### TASKS TO PERFORM
a) Quote the short-term rental investment passage exactly as it appears, everything from "What occupancy rate" down to "first year operating.".
b) Write the next part of the passage on underwriting short-term rentals in Cape Coral, beginning right after its final sentence.

### DOCUMENT EXCERPT
******
If you're seriously evaluating an STR purchase in Cape Coral, Fort Myers Beach, or Marco, here's the order I'd work through:

  1. Pull comparable STR performance data on the specific street and property type — not the city average
  2. Get three actual insurance quotes (DP-3, flood, STR liability) for that specific address before you go under contract
  3. Confirm zoning, HOA rules, and any minimum-stay requirements in writing
  4. Build the pro forma at 58% occupancy and a conservative ADR, then ask whether the deal still works
  5. Have a CPA model the depreciation and tax position — that piece can change a marginal deal into a workable one, or confirm it's not worth pursuing

If you'd like a current valuation on a property you already own and are thinking about converting, you can start with our home value tool and we can layer in the STR-specific underwriting from there. If you're shopping and want a second set of eyes on the numbers before you write, reach out and we'll walk through it together — no pressure, just a clearer picture.

Equal Housing Opportunity. Freddy Baez · Florida Broker BK3274734 · The Baez Collective at eXp Realty. Information here is general guidance, not legal, tax, or investment advice — please consult a qualified professional for your specific situation.

— Freddy & Josey

Frequently Asked

Questions we get often.

What occupancy rate should I underwrite a Cape Coral STR at in 2026?
For a well-located gulf-access pool home with professional management and photography, 58% to 65% annualized is a reasonable underwriting range. The 70%+ occupancy figures circulated during 2021-2022 reflected pandemic-driven demand against very thin supply, and that environment doesn't exist today. Underwriting at 58% gives you a margin for soft summers and a learning curve in your first year operating.
******
### SUPPLIED DATA
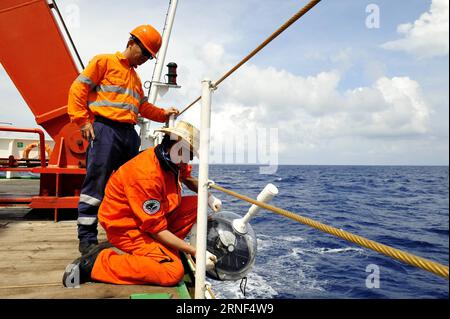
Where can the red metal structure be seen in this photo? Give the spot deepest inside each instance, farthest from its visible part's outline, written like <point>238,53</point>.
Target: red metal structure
******
### RESULTS IN ORDER
a)
What occupancy rate should I underwrite a Cape Coral STR at in 2026?
For a well-located gulf-access pool home with professional management and photography, 58% to 65% annualized is a reasonable underwriting range. The 70%+ occupancy figures circulated during 2021-2022 reflected pandemic-driven demand against very thin supply, and that environment doesn't exist today. Underwriting at 58% gives you a margin for soft summers and a learning curve in your first year operating.

b)
Do I need a separate STR insurance policy or will a regular homeowner's policy work?
A standard owner-occupied homeowner's policy will not cover paying guests and will likely be voided if you operate without disclosure. For an STR you typically need a dwelling fire (DP-3) policy designed for non-owner-occupied use, plus commercial liability coverage or an STR-specific endorsement. Many investors also carry the host protection coverage offered through their booking platform as a secondary layer, but it should not be your primary policy.
Is Fort Myers Beach a better STR opportunity now because of post-Ian supply reductions?
Restored Fort Myers Beach properties have been seeing strong demand and rates, in part because the rentable supply pool is smaller than pre-storm. The trade-off is that acquisition costs, insurance, and rebuild-related due diligence are all elevated. Verify permits, foundation and substantial-improvement status, and current insurance quotes before assuming a restored property pencils — what you see in marketing photos isn't always what shows up in the permit history.
Can I run an STR on Marco Island?
It depends on the specific property and zoning district. Marco Island has registration requirements and some districts have minimum-stay rules, and many condo associations on the island enforce 30-day or 90-day rental minimums regardless of city rules. Confirm both the city ordinance and the HOA documents in writing before you assume a Marco condo or single-family home can operate as a true short-term rental.
How do current mortgage rates change the STR math compared to 2021?
Investment property rates in the mid-7% range produce roughly 50% to 70% more monthly debt service on the same loan size compared to 2021's sub-4% environment. On an $825,000 SWFL purchase, that's tens of thousands of dollars in additional annual carry. The deals that work in this rate environment usually involve larger down payments, lower acquisition prices, top-quartile operating performance, or a buyer with a long-term horizon focused on more than first-year cash flow.
What state and county taxes do I have to collect on STR bookings in Lee and Collier counties?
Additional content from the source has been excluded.